- [Given problem]:
Locate each line of the data below that contains the string "wooden", and copy those lines out in full. The match is case-sensitive.

Region labeling entries

━━━━━━━━━━

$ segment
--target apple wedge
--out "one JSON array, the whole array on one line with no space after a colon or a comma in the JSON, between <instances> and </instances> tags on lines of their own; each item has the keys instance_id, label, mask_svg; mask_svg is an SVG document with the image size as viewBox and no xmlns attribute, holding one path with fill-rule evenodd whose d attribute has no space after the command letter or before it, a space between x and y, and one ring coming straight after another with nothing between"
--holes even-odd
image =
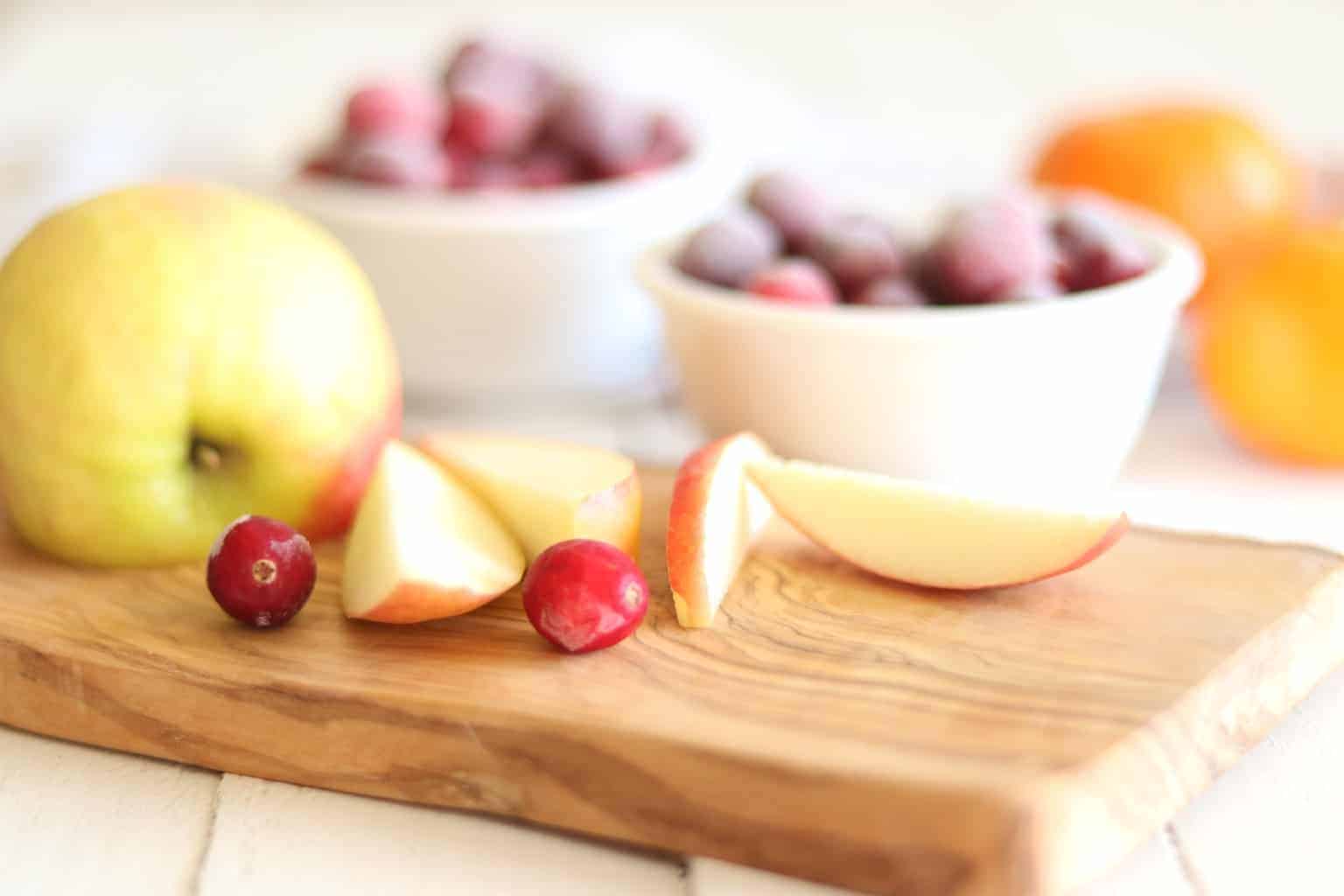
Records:
<instances>
[{"instance_id":1,"label":"apple wedge","mask_svg":"<svg viewBox=\"0 0 1344 896\"><path fill-rule=\"evenodd\" d=\"M751 541L774 516L745 465L770 457L750 433L710 442L677 470L668 513L668 583L688 629L714 622Z\"/></svg>"},{"instance_id":2,"label":"apple wedge","mask_svg":"<svg viewBox=\"0 0 1344 896\"><path fill-rule=\"evenodd\" d=\"M1129 528L1118 510L1032 506L804 461L747 466L784 519L855 566L937 588L991 588L1068 572Z\"/></svg>"},{"instance_id":3,"label":"apple wedge","mask_svg":"<svg viewBox=\"0 0 1344 896\"><path fill-rule=\"evenodd\" d=\"M468 613L523 578L523 551L441 466L388 442L345 544L345 615L425 622Z\"/></svg>"},{"instance_id":4,"label":"apple wedge","mask_svg":"<svg viewBox=\"0 0 1344 896\"><path fill-rule=\"evenodd\" d=\"M632 557L640 545L640 477L614 451L512 435L438 433L419 442L485 501L531 563L558 541L595 539Z\"/></svg>"}]
</instances>

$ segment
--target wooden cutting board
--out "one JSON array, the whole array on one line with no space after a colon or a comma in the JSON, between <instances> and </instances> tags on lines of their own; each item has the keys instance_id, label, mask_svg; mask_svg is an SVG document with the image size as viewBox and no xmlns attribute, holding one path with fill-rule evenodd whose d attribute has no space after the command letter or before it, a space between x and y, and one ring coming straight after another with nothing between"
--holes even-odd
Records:
<instances>
[{"instance_id":1,"label":"wooden cutting board","mask_svg":"<svg viewBox=\"0 0 1344 896\"><path fill-rule=\"evenodd\" d=\"M1344 656L1341 557L1144 529L958 596L780 524L715 627L687 631L671 476L644 484L652 607L586 657L550 649L516 594L348 622L339 545L294 623L251 631L200 568L63 567L0 528L0 720L872 893L1035 895L1121 858Z\"/></svg>"}]
</instances>

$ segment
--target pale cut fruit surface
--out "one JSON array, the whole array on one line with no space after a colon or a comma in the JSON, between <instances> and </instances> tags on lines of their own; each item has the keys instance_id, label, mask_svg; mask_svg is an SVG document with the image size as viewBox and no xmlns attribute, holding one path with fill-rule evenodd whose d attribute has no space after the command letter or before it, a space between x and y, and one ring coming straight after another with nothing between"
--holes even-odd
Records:
<instances>
[{"instance_id":1,"label":"pale cut fruit surface","mask_svg":"<svg viewBox=\"0 0 1344 896\"><path fill-rule=\"evenodd\" d=\"M870 572L939 588L1019 584L1077 568L1128 528L1111 508L1067 509L805 461L749 473L780 516Z\"/></svg>"},{"instance_id":2,"label":"pale cut fruit surface","mask_svg":"<svg viewBox=\"0 0 1344 896\"><path fill-rule=\"evenodd\" d=\"M688 629L714 623L742 559L774 510L747 478L749 461L770 457L754 435L730 435L685 459L668 517L668 580L676 618Z\"/></svg>"},{"instance_id":3,"label":"pale cut fruit surface","mask_svg":"<svg viewBox=\"0 0 1344 896\"><path fill-rule=\"evenodd\" d=\"M638 544L634 462L603 449L484 433L438 433L421 449L460 477L508 525L528 560L569 539Z\"/></svg>"},{"instance_id":4,"label":"pale cut fruit surface","mask_svg":"<svg viewBox=\"0 0 1344 896\"><path fill-rule=\"evenodd\" d=\"M523 578L489 509L415 449L390 442L345 548L345 614L422 622L474 610Z\"/></svg>"}]
</instances>

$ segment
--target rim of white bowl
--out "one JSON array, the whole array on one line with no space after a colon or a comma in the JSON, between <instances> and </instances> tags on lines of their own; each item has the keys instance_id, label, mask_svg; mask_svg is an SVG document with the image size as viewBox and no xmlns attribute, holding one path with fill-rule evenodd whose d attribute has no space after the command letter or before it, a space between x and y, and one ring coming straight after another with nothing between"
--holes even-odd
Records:
<instances>
[{"instance_id":1,"label":"rim of white bowl","mask_svg":"<svg viewBox=\"0 0 1344 896\"><path fill-rule=\"evenodd\" d=\"M1048 191L1047 195L1070 195ZM1074 195L1086 196L1085 192ZM688 239L681 234L646 250L636 262L636 275L661 305L680 305L702 314L727 320L757 321L762 325L800 328L872 329L906 333L943 332L948 328L1000 328L1013 322L1043 322L1068 316L1125 313L1137 305L1169 305L1175 313L1199 289L1204 261L1193 240L1175 224L1125 203L1107 200L1118 210L1156 257L1146 273L1110 286L1082 290L1060 300L999 302L993 305L926 305L919 308L871 308L828 305L797 308L753 300L747 293L716 286L683 274L672 262Z\"/></svg>"},{"instance_id":2,"label":"rim of white bowl","mask_svg":"<svg viewBox=\"0 0 1344 896\"><path fill-rule=\"evenodd\" d=\"M634 177L554 189L497 193L411 192L335 177L293 175L274 193L300 210L347 223L402 231L573 228L610 220L650 201L685 201L703 187L727 195L741 177L735 157L696 132L692 150L667 168Z\"/></svg>"}]
</instances>

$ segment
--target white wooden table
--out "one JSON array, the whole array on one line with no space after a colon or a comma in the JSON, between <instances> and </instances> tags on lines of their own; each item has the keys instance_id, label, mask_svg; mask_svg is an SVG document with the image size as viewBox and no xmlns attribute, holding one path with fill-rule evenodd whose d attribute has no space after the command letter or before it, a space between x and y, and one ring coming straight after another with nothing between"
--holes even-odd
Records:
<instances>
[{"instance_id":1,"label":"white wooden table","mask_svg":"<svg viewBox=\"0 0 1344 896\"><path fill-rule=\"evenodd\" d=\"M675 411L497 424L675 463ZM411 429L423 429L419 419ZM1344 549L1344 476L1257 462L1198 400L1164 396L1121 486L1141 523ZM1344 892L1344 672L1105 880L1078 896ZM0 892L648 893L806 896L831 888L655 856L448 810L219 775L0 727Z\"/></svg>"}]
</instances>

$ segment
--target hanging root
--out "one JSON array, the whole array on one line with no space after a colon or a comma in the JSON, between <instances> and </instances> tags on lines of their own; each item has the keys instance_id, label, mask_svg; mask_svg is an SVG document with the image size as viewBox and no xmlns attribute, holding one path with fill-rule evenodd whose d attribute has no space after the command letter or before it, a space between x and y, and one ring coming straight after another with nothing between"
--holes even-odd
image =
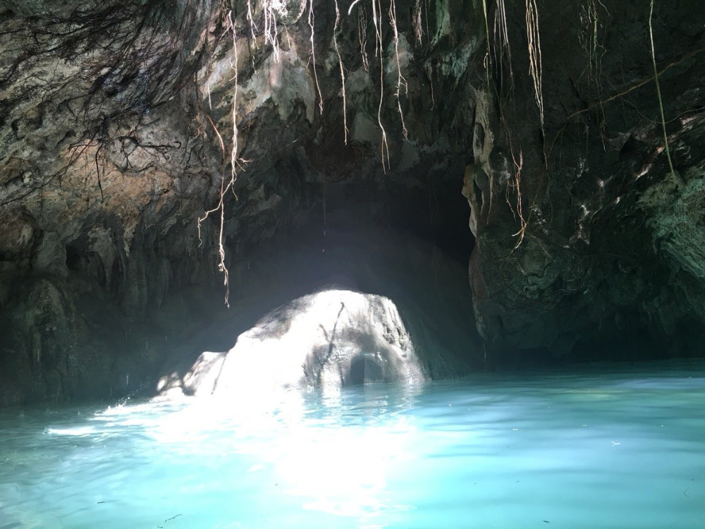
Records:
<instances>
[{"instance_id":1,"label":"hanging root","mask_svg":"<svg viewBox=\"0 0 705 529\"><path fill-rule=\"evenodd\" d=\"M424 29L421 24L421 0L416 0L414 4L414 11L411 18L411 25L414 28L416 42L421 46L424 37Z\"/></svg>"},{"instance_id":2,"label":"hanging root","mask_svg":"<svg viewBox=\"0 0 705 529\"><path fill-rule=\"evenodd\" d=\"M374 54L379 59L379 106L377 107L377 124L382 132L381 154L382 172L386 174L386 167L389 167L389 145L387 144L387 133L382 124L382 104L384 102L384 51L382 49L382 6L380 0L372 0L372 23L374 24Z\"/></svg>"},{"instance_id":3,"label":"hanging root","mask_svg":"<svg viewBox=\"0 0 705 529\"><path fill-rule=\"evenodd\" d=\"M248 2L248 11L249 11L249 2ZM249 16L249 15L248 15ZM234 83L234 88L233 90L233 109L232 109L232 118L233 118L233 145L230 150L230 163L231 163L231 172L230 178L226 179L226 176L223 174L221 177L221 184L220 184L220 193L218 200L218 204L212 209L207 211L203 217L198 219L198 240L201 241L201 223L207 219L211 214L218 212L220 217L220 223L218 230L218 270L223 274L223 284L225 286L225 304L228 308L230 307L230 272L228 270L228 267L225 264L225 195L228 191L232 191L233 195L235 196L235 200L238 200L238 195L235 194L235 183L238 178L238 168L242 168L240 159L238 158L238 35L235 29L235 24L233 22L233 12L228 12L228 28L227 31L231 32L233 38L233 50L235 54L235 63L231 62L230 66L233 69L233 75L231 80ZM218 130L218 128L216 127L215 123L213 123L213 120L211 119L210 116L206 116L208 118L208 121L210 123L211 126L213 127L213 130L215 131L216 136L218 138L218 142L220 144L221 150L223 152L223 164L225 164L225 157L226 157L226 148L225 142L223 141L223 136L221 135L220 132ZM224 168L223 168L224 169Z\"/></svg>"},{"instance_id":4,"label":"hanging root","mask_svg":"<svg viewBox=\"0 0 705 529\"><path fill-rule=\"evenodd\" d=\"M526 0L527 39L529 41L529 73L534 80L534 97L539 107L539 119L544 130L544 93L541 86L541 37L536 0Z\"/></svg>"},{"instance_id":5,"label":"hanging root","mask_svg":"<svg viewBox=\"0 0 705 529\"><path fill-rule=\"evenodd\" d=\"M507 11L505 0L497 0L497 8L494 17L495 62L500 65L499 75L503 75L502 59L506 57L507 68L509 70L509 86L514 88L514 73L512 71L512 49L509 46L509 30L507 26Z\"/></svg>"},{"instance_id":6,"label":"hanging root","mask_svg":"<svg viewBox=\"0 0 705 529\"><path fill-rule=\"evenodd\" d=\"M315 21L315 14L313 12L313 0L309 0L309 28L311 28L311 59L313 61L313 78L316 81L316 91L318 92L318 109L321 115L323 115L323 95L321 93L321 87L318 84L318 74L316 73L316 45L314 42L314 23Z\"/></svg>"},{"instance_id":7,"label":"hanging root","mask_svg":"<svg viewBox=\"0 0 705 529\"><path fill-rule=\"evenodd\" d=\"M338 56L338 64L341 67L341 84L343 85L343 141L348 145L348 102L345 98L345 72L343 67L343 59L341 58L341 52L338 49L338 25L341 22L341 11L338 8L338 0L336 2L336 25L333 28L333 45L336 49L336 54Z\"/></svg>"},{"instance_id":8,"label":"hanging root","mask_svg":"<svg viewBox=\"0 0 705 529\"><path fill-rule=\"evenodd\" d=\"M519 238L517 240L516 243L514 245L514 250L516 250L521 245L522 241L524 241L524 236L526 234L527 225L528 224L526 219L524 218L524 213L522 209L522 189L521 189L521 180L522 180L522 168L524 166L524 155L521 151L519 151L519 162L517 162L517 159L514 156L514 152L512 152L512 161L514 162L515 173L514 173L514 182L510 183L507 186L507 190L509 190L509 186L514 188L514 190L517 193L517 204L516 208L512 207L511 203L509 202L509 197L505 197L507 203L509 205L510 208L512 209L512 212L516 214L516 217L519 217L519 231L514 233L512 236L517 237Z\"/></svg>"},{"instance_id":9,"label":"hanging root","mask_svg":"<svg viewBox=\"0 0 705 529\"><path fill-rule=\"evenodd\" d=\"M352 6L360 0L352 2L350 9L348 10L348 16L350 16L352 11ZM367 13L362 4L357 9L357 42L360 42L360 54L362 59L362 68L366 71L369 71L369 61L367 59Z\"/></svg>"},{"instance_id":10,"label":"hanging root","mask_svg":"<svg viewBox=\"0 0 705 529\"><path fill-rule=\"evenodd\" d=\"M392 32L394 35L394 58L397 64L397 87L395 97L397 100L397 109L399 111L399 118L401 120L401 132L404 135L404 139L407 140L409 133L406 130L406 125L404 123L404 113L401 109L401 87L404 87L405 95L408 95L409 87L406 83L406 79L401 75L401 65L399 63L399 33L396 25L396 6L395 0L390 0L389 2L389 23L391 25Z\"/></svg>"},{"instance_id":11,"label":"hanging root","mask_svg":"<svg viewBox=\"0 0 705 529\"><path fill-rule=\"evenodd\" d=\"M666 116L663 114L663 100L661 99L661 85L658 84L658 71L656 68L656 50L654 47L654 31L651 29L651 19L654 17L654 0L651 1L651 9L649 11L649 37L651 42L651 61L654 64L654 80L656 85L656 95L658 97L658 109L661 111L661 127L663 130L663 145L666 147L666 157L668 159L668 168L670 169L670 174L673 176L674 180L675 180L681 186L685 185L685 181L683 178L675 174L675 171L673 170L673 162L670 159L670 151L668 150L668 135L666 134Z\"/></svg>"},{"instance_id":12,"label":"hanging root","mask_svg":"<svg viewBox=\"0 0 705 529\"><path fill-rule=\"evenodd\" d=\"M485 68L485 80L487 83L487 90L489 91L489 71L491 68L491 56L489 51L489 25L487 23L487 0L482 0L482 16L485 21L485 50L484 60L482 61Z\"/></svg>"}]
</instances>

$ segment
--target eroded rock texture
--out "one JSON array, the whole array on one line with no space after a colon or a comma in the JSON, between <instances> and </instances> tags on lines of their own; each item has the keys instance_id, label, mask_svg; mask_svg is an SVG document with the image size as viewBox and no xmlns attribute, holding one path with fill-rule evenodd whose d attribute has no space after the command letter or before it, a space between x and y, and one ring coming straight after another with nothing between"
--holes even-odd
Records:
<instances>
[{"instance_id":1,"label":"eroded rock texture","mask_svg":"<svg viewBox=\"0 0 705 529\"><path fill-rule=\"evenodd\" d=\"M0 1L0 403L149 384L220 242L348 209L472 250L489 364L701 353L705 16L654 4Z\"/></svg>"}]
</instances>

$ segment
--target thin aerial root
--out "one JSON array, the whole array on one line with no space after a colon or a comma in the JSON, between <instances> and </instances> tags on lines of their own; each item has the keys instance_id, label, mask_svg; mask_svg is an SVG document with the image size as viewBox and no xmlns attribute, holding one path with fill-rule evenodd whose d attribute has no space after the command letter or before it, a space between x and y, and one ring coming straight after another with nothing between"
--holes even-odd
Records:
<instances>
[{"instance_id":1,"label":"thin aerial root","mask_svg":"<svg viewBox=\"0 0 705 529\"><path fill-rule=\"evenodd\" d=\"M318 73L316 73L316 46L314 42L314 22L315 21L315 14L313 12L313 0L309 0L309 28L311 28L311 59L313 61L313 78L316 81L316 91L318 92L318 109L321 115L323 115L323 95L321 93L321 87L318 84Z\"/></svg>"},{"instance_id":2,"label":"thin aerial root","mask_svg":"<svg viewBox=\"0 0 705 529\"><path fill-rule=\"evenodd\" d=\"M382 104L384 102L384 54L382 49L382 21L381 4L377 4L379 0L372 0L372 22L374 24L374 54L379 54L379 106L377 107L377 124L382 133L381 150L382 172L386 174L386 167L389 166L389 145L387 144L387 133L382 124ZM378 16L379 8L379 16Z\"/></svg>"},{"instance_id":3,"label":"thin aerial root","mask_svg":"<svg viewBox=\"0 0 705 529\"><path fill-rule=\"evenodd\" d=\"M529 41L529 73L534 80L534 97L539 107L539 118L544 130L544 92L541 85L541 37L536 0L526 0L527 39Z\"/></svg>"},{"instance_id":4,"label":"thin aerial root","mask_svg":"<svg viewBox=\"0 0 705 529\"><path fill-rule=\"evenodd\" d=\"M654 80L656 85L656 95L658 97L658 110L661 115L661 127L663 130L663 145L666 146L666 157L668 159L668 167L673 178L680 185L685 184L685 181L679 174L676 176L675 171L673 170L673 162L670 159L670 151L668 149L668 135L666 131L666 116L663 114L663 100L661 99L661 85L658 84L658 71L656 68L656 55L654 47L654 31L651 29L651 18L654 17L654 0L651 2L651 10L649 11L649 37L651 42L651 61L654 63Z\"/></svg>"},{"instance_id":5,"label":"thin aerial root","mask_svg":"<svg viewBox=\"0 0 705 529\"><path fill-rule=\"evenodd\" d=\"M395 4L395 0L390 0L389 2L389 23L392 27L392 32L394 35L394 58L396 60L397 65L397 87L396 93L395 96L397 100L397 109L399 111L399 118L401 120L401 131L402 134L404 135L404 139L407 140L409 138L409 133L406 130L406 124L404 123L404 113L401 109L401 87L404 87L404 91L405 93L408 93L408 85L406 83L406 79L404 76L401 75L401 65L399 63L399 33L397 30L396 25L396 6Z\"/></svg>"},{"instance_id":6,"label":"thin aerial root","mask_svg":"<svg viewBox=\"0 0 705 529\"><path fill-rule=\"evenodd\" d=\"M348 145L348 102L345 97L345 72L343 67L343 59L341 58L341 52L338 49L338 25L341 22L341 11L338 8L338 0L336 2L336 25L333 28L333 44L336 48L336 54L338 55L338 64L341 67L341 84L343 85L343 141ZM351 6L352 7L352 6Z\"/></svg>"}]
</instances>

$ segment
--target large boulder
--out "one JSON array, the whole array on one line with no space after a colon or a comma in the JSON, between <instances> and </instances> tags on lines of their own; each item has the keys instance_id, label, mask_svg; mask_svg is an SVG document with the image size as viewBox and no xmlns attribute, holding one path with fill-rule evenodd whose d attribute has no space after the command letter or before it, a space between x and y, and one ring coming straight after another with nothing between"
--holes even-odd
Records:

━━━━━━━━━━

- [The result]:
--target wooden cutting board
[{"instance_id":1,"label":"wooden cutting board","mask_svg":"<svg viewBox=\"0 0 1344 896\"><path fill-rule=\"evenodd\" d=\"M1344 656L1341 557L1144 529L958 596L780 524L715 627L687 631L671 476L644 484L652 607L586 657L550 649L516 594L348 622L339 545L294 623L251 631L200 568L63 567L0 528L0 720L872 893L1035 895L1121 858Z\"/></svg>"}]
--target white wooden table
[{"instance_id":1,"label":"white wooden table","mask_svg":"<svg viewBox=\"0 0 1344 896\"><path fill-rule=\"evenodd\" d=\"M675 411L497 424L675 463ZM411 429L423 429L419 419ZM1344 549L1344 476L1257 462L1198 400L1164 396L1121 486L1141 523ZM1344 892L1344 672L1105 880L1078 896ZM0 892L648 893L806 896L831 888L655 856L448 810L219 775L0 727Z\"/></svg>"}]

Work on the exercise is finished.